■ Given exercise 1
In the Stuttgart tennis preview, whom will Ana Ivanovic face in the first round?
■ Given exercise 2
Pick up the Stuttgart tennis preview after its final sentence and continue writing it.

■ Excerpted text
════
What to Watch in the WTA This Week: Stuttgart and Marrakech Previews

After a weekend filled with Fed Cup, the ladies of the WTA dig into the clay for the first time this year with a prestigious event in Stuttgart that features most of the top ten.  In North Africa, meanwhile, a smaller International tournament attracts a group of clay specialists and younger stars.

 

Stuttgart:

 

Top half:  As Maria Sharapova once said, you never can have too many Porsches.  Proving herself right, the Russian will launch a title defense at the tournament that launched her spectacular clay campaign last year, culminating with a career Grand Slam at Roland Garros.  Sharapova has looked just as brilliant—if not more so—during the first few months of 2013 as she did during the same period of 2012, while the indoor conditions reward her precise first strikes.  Of a similar mentality are several of her potential early opponents, such as home hope Mona Barthel.  The German nearly upset then-No. 1 Victoria Azarenka here last year at a tournament where her compatriots typically have fared well, although she produced mixed results in Fed Cup there this weekend.  Sharapova long has throttled the quarter’s other seed, Nadia Petrova, so she might face more compelling competition from fellow Roland Garros champion Ana Ivanovic at that stage.  In her two losses to the Russian last year, Ivanovic produced a set or more of quality tennis.  She has enjoyed plenty of clay success against Petrova but little against anyone in Stuttgart, where she will face friend and occasional doubles partner Andrea Petkovic in the first round.

 

More likely than Barthel or Petkovic to venture deep into the draw, the third-seeded Angelique Kerber will start against one of two flammable Russians in Anastasia Pavlyuchenkova or Ekaterina Makarova.  Kerber routinely defeated former Stuttgart finalist Caroline Wozniacki here last year, so she still may feel confident if they meet in the quarterfinals despite her loss to the Dane at Indian Wells in March.  In fact, Wozniacki may struggle to survive the first two rounds with the swiftly rising Carla Suarez Navarro and veteran clay specialist Roberta Vinci setting their sights on her.  While the former world No. 1 enjoyed an apparent breakthrough by reaching the Indian Wells final, both the Spaniard and the Italian have produced steadier results than she has this year, and the latter stands just two rankings slots behind her at No. 12.  On the other hand, Stuttgart’s relatively fast surface can produce results more like hard-court tournaments than those on outdoor red clay.  Like the Caja Magica in Madrid, the Porsche Arena somehow retains some vestiges of its origins after transitioning from fall to spring.
════
■ Items
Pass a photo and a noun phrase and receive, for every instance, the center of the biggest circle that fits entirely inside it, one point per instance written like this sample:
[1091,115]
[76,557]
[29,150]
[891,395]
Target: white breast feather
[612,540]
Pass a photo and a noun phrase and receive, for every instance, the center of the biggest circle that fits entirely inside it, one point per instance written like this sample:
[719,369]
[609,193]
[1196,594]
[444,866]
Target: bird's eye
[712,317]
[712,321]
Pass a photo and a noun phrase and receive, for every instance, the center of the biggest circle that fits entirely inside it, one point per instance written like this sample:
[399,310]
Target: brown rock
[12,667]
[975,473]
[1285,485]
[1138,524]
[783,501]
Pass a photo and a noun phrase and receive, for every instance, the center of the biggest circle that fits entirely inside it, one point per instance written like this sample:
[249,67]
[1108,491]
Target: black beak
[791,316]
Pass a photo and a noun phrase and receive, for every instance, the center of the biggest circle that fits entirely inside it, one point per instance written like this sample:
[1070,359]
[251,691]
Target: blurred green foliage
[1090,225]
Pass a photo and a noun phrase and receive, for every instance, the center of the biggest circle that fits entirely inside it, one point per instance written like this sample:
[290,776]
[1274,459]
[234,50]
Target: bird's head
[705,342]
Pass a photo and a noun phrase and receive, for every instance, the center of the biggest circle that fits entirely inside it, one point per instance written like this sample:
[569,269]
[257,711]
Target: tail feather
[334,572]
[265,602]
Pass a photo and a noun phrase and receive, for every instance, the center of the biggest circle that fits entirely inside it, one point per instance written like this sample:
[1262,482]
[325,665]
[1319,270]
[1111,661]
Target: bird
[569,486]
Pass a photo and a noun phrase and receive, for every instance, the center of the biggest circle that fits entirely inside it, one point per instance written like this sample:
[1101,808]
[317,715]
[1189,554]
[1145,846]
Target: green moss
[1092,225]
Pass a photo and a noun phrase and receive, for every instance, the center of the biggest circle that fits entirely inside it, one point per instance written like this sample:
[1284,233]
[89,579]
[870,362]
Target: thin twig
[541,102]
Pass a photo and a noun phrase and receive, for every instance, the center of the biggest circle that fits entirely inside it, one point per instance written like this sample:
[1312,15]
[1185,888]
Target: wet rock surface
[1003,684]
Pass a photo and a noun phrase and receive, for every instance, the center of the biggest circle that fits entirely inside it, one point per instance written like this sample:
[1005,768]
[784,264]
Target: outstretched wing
════
■ Final result 1
Andrea Petkovic.

■ Final result 2
 

Bottom half:  Among those who might have preferred a more conventional clay court, Sara Errani must feel relieved to avoid another quarterfinal date with Sharapova, as happened at Indian Wells and Miami.  Her projected quarterfinal opponent intimidates much less in Stuttgart, for she not only defeated Samantha Stosur in a memorable three-set semifinal at Roland Garros last year but repeated the feat at the year-end championships in Istanbul.  Delayed to a Sunday/Monday Fed Cup schedule, the Australian No. 1 may arrive a bit weary at a tournament that she came within a set of winning three years ago.  The draw also has handed her what could prove a stiff opening test in Jelena Jankovic, who has shown signs of a revival by reaching the semifinals in Miami and the final in Charleston.  Nobody other than Serena has defeated Jankovic on clay this year, and even Serena needed a third set.

 

Arguably the least formidable quarter of this formidable draw, the lowest section includes 2011 champion Julia Goerges.  Nothing for over a year has suggested that the German can reel off a similar string of victories again, nor has Miami quarterfinalist Kirsten Flipkens honed a game suited to clay.  Thus, this section may not produce much action of interest until the quarterfinal between its two seeds, both scintillating shot-makers who have claimed notable clay titles.  Able to spring back into action at Miami after a long injury hiatus, former Roland Garros champion Li Na has lost only to top-five opponents this season while nearly notching her second major title in Melbourne.  She has split her two clay meetings and her four overall meetings with former Madrid champion Petra Kvitova, the last three of which have reached a third set.  In general, one would guess that Li’s game will ebb and flow less than the Czech whose major breakthrough came in the same summer.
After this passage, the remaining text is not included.